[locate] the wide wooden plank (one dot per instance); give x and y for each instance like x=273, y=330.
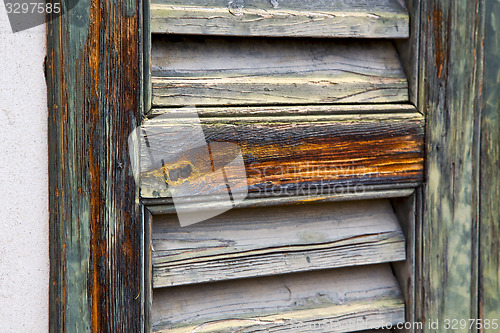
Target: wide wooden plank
x=489, y=210
x=288, y=155
x=294, y=18
x=215, y=71
x=265, y=241
x=340, y=300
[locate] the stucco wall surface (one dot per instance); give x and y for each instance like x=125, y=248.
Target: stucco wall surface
x=24, y=262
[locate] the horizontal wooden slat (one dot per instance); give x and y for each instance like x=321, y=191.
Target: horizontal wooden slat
x=340, y=300
x=161, y=206
x=295, y=155
x=265, y=241
x=215, y=71
x=295, y=18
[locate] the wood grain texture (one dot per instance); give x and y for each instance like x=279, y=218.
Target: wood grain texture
x=451, y=55
x=405, y=210
x=296, y=155
x=340, y=300
x=265, y=241
x=293, y=18
x=161, y=206
x=408, y=50
x=93, y=72
x=215, y=71
x=489, y=241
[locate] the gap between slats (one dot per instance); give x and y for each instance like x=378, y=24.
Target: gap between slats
x=264, y=241
x=221, y=71
x=281, y=18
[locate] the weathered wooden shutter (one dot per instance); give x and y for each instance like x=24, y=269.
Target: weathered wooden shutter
x=315, y=95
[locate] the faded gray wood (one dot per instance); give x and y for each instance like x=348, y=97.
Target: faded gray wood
x=214, y=71
x=449, y=92
x=339, y=300
x=294, y=18
x=285, y=155
x=265, y=241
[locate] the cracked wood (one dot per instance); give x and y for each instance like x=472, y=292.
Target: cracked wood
x=215, y=71
x=279, y=18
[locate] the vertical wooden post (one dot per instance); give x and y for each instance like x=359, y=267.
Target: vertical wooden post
x=450, y=95
x=94, y=69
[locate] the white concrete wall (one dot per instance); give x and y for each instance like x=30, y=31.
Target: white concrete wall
x=24, y=257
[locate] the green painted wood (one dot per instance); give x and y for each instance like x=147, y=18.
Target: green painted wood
x=448, y=93
x=221, y=71
x=489, y=302
x=278, y=18
x=96, y=231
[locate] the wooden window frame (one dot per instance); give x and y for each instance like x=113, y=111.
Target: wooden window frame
x=98, y=226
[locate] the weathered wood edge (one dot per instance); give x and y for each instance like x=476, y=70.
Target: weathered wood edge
x=95, y=225
x=405, y=210
x=449, y=90
x=408, y=50
x=148, y=269
x=489, y=227
x=269, y=111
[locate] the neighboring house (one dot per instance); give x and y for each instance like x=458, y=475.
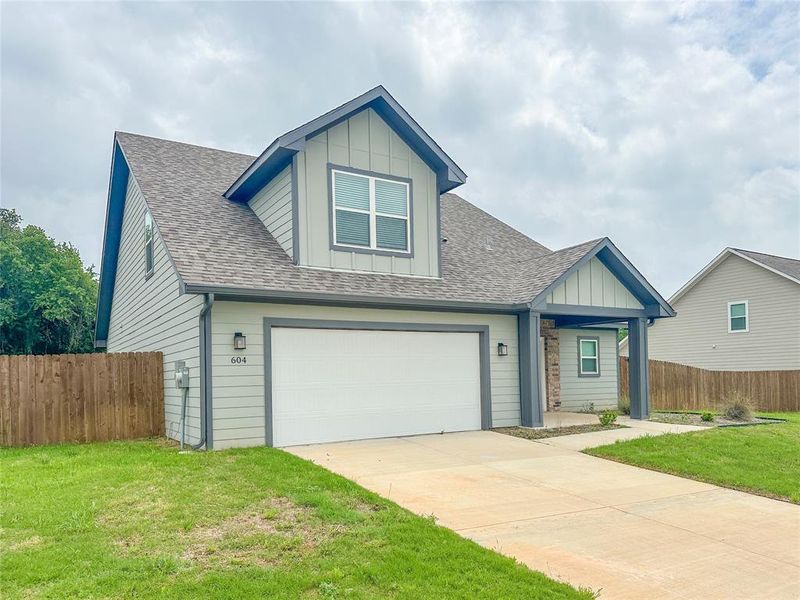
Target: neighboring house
x=332, y=288
x=741, y=312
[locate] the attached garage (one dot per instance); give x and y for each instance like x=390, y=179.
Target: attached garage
x=339, y=380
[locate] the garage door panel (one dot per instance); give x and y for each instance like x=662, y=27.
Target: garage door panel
x=330, y=385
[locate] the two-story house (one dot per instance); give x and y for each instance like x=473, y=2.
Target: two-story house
x=334, y=288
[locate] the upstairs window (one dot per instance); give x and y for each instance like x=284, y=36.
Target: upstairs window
x=738, y=319
x=588, y=357
x=371, y=213
x=148, y=244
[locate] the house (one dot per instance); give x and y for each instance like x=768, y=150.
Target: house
x=335, y=288
x=741, y=312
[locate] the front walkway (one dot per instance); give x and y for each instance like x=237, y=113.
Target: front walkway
x=633, y=428
x=628, y=532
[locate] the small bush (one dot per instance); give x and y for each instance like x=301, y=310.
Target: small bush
x=607, y=417
x=738, y=408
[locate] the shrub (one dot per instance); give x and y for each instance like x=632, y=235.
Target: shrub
x=607, y=417
x=738, y=408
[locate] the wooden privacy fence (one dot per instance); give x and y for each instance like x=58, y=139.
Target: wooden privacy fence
x=80, y=397
x=678, y=387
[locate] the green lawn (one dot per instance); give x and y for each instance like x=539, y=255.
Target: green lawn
x=137, y=519
x=763, y=459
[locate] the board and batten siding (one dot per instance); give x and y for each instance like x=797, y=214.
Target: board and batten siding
x=577, y=392
x=366, y=142
x=593, y=285
x=698, y=336
x=273, y=205
x=152, y=315
x=238, y=389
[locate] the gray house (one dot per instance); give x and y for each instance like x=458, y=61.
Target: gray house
x=334, y=288
x=741, y=312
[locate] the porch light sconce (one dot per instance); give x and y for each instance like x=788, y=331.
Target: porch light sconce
x=239, y=341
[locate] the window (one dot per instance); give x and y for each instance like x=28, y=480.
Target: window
x=148, y=244
x=588, y=357
x=370, y=212
x=737, y=317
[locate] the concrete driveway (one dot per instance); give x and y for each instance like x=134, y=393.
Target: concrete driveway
x=625, y=531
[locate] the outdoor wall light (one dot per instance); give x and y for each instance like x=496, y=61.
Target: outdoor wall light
x=239, y=341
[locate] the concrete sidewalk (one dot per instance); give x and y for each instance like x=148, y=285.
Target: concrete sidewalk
x=628, y=532
x=580, y=441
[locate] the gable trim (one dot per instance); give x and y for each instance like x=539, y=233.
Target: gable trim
x=263, y=168
x=119, y=181
x=623, y=270
x=713, y=265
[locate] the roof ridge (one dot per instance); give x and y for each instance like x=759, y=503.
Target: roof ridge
x=764, y=254
x=189, y=144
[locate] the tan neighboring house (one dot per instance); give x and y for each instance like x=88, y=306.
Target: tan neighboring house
x=739, y=313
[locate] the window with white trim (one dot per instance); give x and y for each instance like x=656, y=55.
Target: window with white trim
x=148, y=244
x=370, y=212
x=738, y=318
x=588, y=356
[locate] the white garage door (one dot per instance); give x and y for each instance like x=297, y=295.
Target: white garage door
x=334, y=385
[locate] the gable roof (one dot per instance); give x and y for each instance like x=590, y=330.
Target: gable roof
x=279, y=153
x=219, y=245
x=780, y=265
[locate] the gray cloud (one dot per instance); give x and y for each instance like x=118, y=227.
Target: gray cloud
x=672, y=128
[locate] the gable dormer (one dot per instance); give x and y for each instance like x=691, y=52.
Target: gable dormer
x=356, y=189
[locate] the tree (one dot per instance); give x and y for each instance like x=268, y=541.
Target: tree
x=47, y=296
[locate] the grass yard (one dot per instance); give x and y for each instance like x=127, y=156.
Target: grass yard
x=137, y=519
x=762, y=459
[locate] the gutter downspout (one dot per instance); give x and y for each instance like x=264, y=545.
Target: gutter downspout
x=205, y=367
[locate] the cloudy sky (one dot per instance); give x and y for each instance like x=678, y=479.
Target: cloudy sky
x=674, y=128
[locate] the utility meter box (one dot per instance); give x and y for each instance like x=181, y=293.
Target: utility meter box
x=181, y=375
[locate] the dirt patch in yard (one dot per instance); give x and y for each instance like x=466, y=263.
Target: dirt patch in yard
x=264, y=534
x=540, y=434
x=680, y=418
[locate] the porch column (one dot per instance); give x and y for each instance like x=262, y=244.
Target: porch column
x=528, y=324
x=638, y=369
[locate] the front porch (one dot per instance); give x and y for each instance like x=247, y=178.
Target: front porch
x=557, y=344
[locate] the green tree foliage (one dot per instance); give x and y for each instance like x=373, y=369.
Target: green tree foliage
x=47, y=296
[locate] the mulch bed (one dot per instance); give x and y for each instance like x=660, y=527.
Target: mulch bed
x=540, y=434
x=719, y=420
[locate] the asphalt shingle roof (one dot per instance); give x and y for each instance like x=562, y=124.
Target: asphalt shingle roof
x=787, y=266
x=217, y=242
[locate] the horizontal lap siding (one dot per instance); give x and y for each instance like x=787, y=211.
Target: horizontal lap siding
x=576, y=391
x=273, y=205
x=238, y=389
x=151, y=314
x=698, y=336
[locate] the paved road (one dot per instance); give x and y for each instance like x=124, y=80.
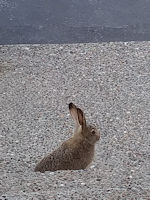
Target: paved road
x=73, y=21
x=111, y=83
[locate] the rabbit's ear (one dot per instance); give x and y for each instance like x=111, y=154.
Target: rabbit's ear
x=81, y=118
x=74, y=113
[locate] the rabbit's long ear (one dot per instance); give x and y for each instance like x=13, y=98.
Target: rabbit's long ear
x=74, y=113
x=81, y=118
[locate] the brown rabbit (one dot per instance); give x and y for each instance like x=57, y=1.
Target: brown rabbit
x=75, y=153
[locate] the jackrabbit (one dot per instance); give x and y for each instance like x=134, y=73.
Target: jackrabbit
x=75, y=153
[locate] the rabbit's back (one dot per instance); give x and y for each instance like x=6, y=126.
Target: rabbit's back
x=67, y=157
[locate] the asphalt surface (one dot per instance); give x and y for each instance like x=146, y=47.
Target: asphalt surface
x=111, y=83
x=73, y=21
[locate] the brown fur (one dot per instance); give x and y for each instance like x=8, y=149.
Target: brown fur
x=75, y=153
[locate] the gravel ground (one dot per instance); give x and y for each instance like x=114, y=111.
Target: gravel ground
x=111, y=83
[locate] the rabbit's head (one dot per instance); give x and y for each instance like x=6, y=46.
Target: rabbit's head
x=87, y=132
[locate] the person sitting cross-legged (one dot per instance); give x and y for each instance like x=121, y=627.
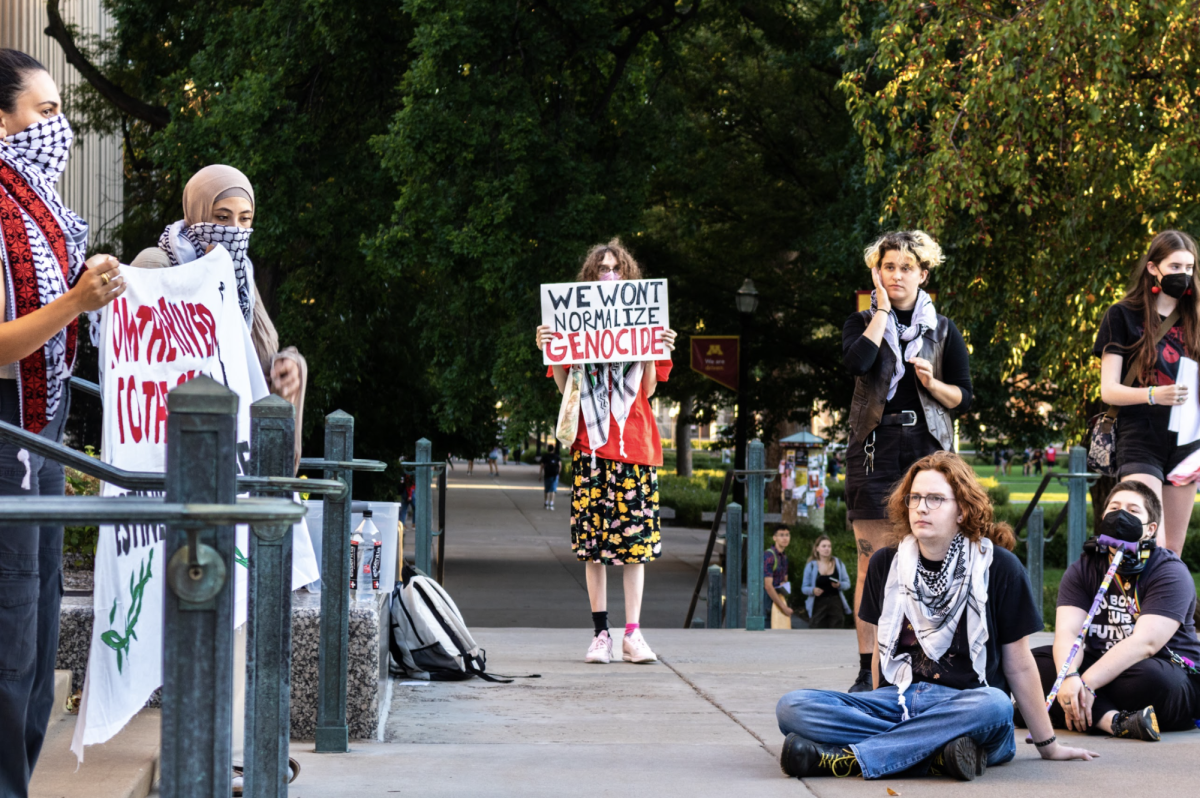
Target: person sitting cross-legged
x=953, y=613
x=1135, y=675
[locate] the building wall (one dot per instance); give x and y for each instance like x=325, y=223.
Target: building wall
x=93, y=184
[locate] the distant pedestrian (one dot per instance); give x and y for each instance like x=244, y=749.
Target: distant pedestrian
x=615, y=459
x=777, y=587
x=551, y=466
x=826, y=581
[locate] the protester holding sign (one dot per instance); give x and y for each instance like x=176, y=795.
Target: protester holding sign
x=1139, y=366
x=913, y=375
x=219, y=208
x=46, y=286
x=607, y=421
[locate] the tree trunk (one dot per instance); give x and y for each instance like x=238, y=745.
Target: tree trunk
x=683, y=438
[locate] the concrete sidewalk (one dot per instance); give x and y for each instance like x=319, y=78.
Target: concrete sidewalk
x=699, y=724
x=509, y=562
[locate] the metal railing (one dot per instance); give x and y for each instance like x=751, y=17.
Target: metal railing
x=1032, y=521
x=756, y=478
x=201, y=510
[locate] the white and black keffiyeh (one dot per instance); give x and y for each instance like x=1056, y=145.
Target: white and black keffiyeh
x=924, y=317
x=39, y=155
x=607, y=391
x=184, y=244
x=935, y=605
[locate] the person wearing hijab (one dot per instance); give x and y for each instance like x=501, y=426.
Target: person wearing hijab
x=47, y=285
x=219, y=208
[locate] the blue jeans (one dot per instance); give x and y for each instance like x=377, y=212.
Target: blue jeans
x=30, y=594
x=869, y=723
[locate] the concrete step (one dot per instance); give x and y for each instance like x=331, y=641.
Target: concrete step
x=124, y=767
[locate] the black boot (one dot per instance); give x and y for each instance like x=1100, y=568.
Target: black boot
x=803, y=757
x=961, y=759
x=1138, y=725
x=863, y=683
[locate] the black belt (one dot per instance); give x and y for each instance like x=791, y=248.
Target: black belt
x=901, y=419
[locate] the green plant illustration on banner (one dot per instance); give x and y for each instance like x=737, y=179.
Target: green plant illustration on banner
x=115, y=640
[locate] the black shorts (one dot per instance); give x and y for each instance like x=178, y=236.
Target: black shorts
x=897, y=448
x=1145, y=445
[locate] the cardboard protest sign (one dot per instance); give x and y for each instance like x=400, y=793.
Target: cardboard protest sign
x=169, y=327
x=619, y=321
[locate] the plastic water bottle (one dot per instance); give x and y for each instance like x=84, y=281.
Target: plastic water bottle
x=367, y=547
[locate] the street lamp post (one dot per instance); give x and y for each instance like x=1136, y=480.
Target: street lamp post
x=747, y=304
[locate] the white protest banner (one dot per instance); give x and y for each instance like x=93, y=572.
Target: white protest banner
x=617, y=321
x=169, y=327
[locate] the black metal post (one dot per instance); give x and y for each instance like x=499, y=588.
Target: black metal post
x=742, y=425
x=197, y=695
x=333, y=733
x=269, y=637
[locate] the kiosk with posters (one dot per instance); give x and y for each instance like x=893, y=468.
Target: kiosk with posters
x=803, y=478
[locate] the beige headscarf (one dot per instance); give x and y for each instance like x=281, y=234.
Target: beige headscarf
x=210, y=184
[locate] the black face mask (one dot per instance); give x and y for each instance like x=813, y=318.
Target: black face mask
x=1175, y=286
x=1121, y=525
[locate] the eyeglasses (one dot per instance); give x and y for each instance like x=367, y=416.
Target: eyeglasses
x=933, y=501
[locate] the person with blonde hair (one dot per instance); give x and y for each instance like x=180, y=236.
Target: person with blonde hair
x=953, y=613
x=912, y=375
x=615, y=485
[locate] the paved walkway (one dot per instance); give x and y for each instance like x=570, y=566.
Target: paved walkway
x=699, y=724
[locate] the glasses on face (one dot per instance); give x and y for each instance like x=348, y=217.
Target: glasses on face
x=933, y=501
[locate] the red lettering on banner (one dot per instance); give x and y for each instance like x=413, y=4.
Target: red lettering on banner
x=120, y=417
x=555, y=351
x=623, y=331
x=655, y=342
x=606, y=337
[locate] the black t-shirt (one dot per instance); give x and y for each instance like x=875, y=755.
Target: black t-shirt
x=1164, y=588
x=1121, y=329
x=859, y=355
x=1011, y=616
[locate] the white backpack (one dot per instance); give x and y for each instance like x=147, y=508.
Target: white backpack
x=429, y=636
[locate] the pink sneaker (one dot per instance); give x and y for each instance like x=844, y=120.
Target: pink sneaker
x=635, y=649
x=600, y=651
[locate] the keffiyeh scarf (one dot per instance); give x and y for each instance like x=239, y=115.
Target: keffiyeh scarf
x=924, y=317
x=43, y=257
x=607, y=391
x=185, y=244
x=935, y=604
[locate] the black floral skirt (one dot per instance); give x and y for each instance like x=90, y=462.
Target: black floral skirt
x=615, y=511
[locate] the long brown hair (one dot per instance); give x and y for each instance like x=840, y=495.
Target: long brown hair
x=1140, y=298
x=625, y=263
x=978, y=520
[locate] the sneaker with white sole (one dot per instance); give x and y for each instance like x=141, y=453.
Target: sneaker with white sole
x=635, y=649
x=600, y=651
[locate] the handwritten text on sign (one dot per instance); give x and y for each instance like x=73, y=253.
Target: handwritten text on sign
x=605, y=322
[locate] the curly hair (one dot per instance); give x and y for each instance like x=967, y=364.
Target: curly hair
x=978, y=520
x=921, y=245
x=625, y=262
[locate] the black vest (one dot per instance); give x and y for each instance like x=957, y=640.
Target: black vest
x=871, y=389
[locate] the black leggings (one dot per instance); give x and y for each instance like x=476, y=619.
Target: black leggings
x=1155, y=683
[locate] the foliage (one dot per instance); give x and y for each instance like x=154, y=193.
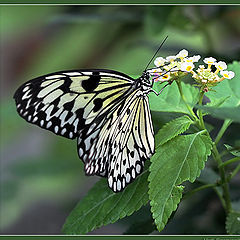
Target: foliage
x=68, y=37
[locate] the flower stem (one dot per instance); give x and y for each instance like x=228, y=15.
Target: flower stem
x=192, y=114
x=230, y=161
x=190, y=193
x=224, y=182
x=235, y=171
x=200, y=110
x=224, y=127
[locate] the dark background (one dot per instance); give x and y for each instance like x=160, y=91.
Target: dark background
x=42, y=178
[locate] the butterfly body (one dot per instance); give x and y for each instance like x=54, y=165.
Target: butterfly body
x=107, y=111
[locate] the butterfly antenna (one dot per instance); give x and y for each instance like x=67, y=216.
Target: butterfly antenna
x=156, y=52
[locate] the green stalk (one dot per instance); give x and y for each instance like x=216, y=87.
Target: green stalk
x=230, y=161
x=200, y=110
x=224, y=127
x=191, y=113
x=224, y=180
x=235, y=171
x=190, y=193
x=225, y=199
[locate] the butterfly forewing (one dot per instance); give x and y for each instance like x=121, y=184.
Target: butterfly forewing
x=65, y=102
x=106, y=110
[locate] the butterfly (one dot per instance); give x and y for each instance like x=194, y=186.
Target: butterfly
x=106, y=111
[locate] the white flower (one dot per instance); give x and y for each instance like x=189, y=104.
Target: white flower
x=209, y=60
x=154, y=70
x=163, y=77
x=194, y=58
x=182, y=54
x=187, y=66
x=221, y=65
x=170, y=58
x=159, y=61
x=227, y=74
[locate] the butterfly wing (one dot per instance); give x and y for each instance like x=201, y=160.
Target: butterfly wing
x=118, y=145
x=66, y=102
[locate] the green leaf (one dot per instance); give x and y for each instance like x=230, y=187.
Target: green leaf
x=236, y=205
x=227, y=88
x=102, y=206
x=208, y=176
x=156, y=18
x=141, y=227
x=233, y=223
x=232, y=113
x=170, y=100
x=174, y=162
x=172, y=129
x=233, y=150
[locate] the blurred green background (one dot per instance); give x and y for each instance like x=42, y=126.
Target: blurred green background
x=42, y=178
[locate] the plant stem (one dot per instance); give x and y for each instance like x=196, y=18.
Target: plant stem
x=224, y=181
x=233, y=173
x=200, y=110
x=225, y=199
x=190, y=193
x=229, y=161
x=224, y=127
x=192, y=114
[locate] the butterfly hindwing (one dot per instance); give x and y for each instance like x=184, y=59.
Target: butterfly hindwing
x=65, y=102
x=107, y=111
x=121, y=143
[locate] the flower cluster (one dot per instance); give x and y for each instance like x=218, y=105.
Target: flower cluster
x=173, y=67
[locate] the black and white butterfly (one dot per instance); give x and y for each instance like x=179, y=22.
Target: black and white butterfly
x=107, y=111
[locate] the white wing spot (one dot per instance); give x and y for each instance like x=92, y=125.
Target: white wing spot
x=63, y=131
x=118, y=185
x=133, y=173
x=54, y=76
x=25, y=89
x=49, y=124
x=56, y=129
x=138, y=168
x=73, y=73
x=80, y=151
x=114, y=186
x=128, y=177
x=35, y=119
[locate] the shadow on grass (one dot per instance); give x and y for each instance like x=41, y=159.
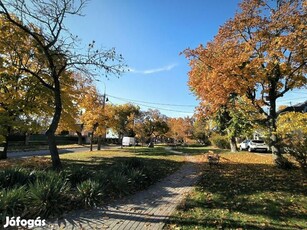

------------

▶ **Exercise brief**
Please print the lines exactly, from the top of the material through the line with "[locate] the green painted", and omit the pictures.

▶ **Result of the exercise**
[locate] the wide wooden plank (one dot per instance); give x and y for each instance like x=273, y=330.
Target: wide wooden plank
x=489, y=210
x=288, y=155
x=294, y=18
x=215, y=71
x=265, y=241
x=340, y=300
[locate] the stucco wall surface (one dot per instance); give x and y for each instance like x=125, y=248.
Target: stucco wall surface
x=24, y=262
[locate] the horizontal wooden slat (one dot per instance); give x and y for each instance like x=321, y=191.
Target: horizontal wooden slat
x=340, y=300
x=161, y=206
x=295, y=155
x=265, y=241
x=215, y=71
x=295, y=18
[locate] the wood grain texture (one dot per instance); give x and y for each instance like x=279, y=218.
Target: wood grain texture
x=451, y=55
x=405, y=210
x=296, y=155
x=340, y=300
x=265, y=241
x=293, y=18
x=161, y=206
x=408, y=50
x=93, y=72
x=215, y=71
x=489, y=241
[locate] the gap between slats (one dot per instance); give x and y for each instance like x=378, y=24.
Target: gap between slats
x=264, y=241
x=221, y=71
x=281, y=18
[locate] the weathered wooden shutter (one dot per instance); give x and y for each instance like x=24, y=269.
Target: weathered wooden shutter
x=315, y=95
[locate] the faded gray wood (one dot per instance); give x and y for each instance like x=348, y=97.
Target: faded gray wood
x=214, y=71
x=449, y=92
x=339, y=300
x=294, y=18
x=285, y=155
x=265, y=241
[locate] the cracked wood (one dot per instance); give x and y for each instance like x=472, y=292.
Target: cracked wood
x=215, y=71
x=279, y=18
[locate] the vertical wooden post (one dot per instance); give x and y for each instance like x=359, y=267.
Target: vertical wooden post
x=450, y=95
x=94, y=69
[locate] the white concrete wall (one dot per instance); give x and y for each instance like x=30, y=31.
Target: white concrete wall
x=24, y=257
[locate] the green painted wood (one dot per instance); give x and y for each instance like x=147, y=18.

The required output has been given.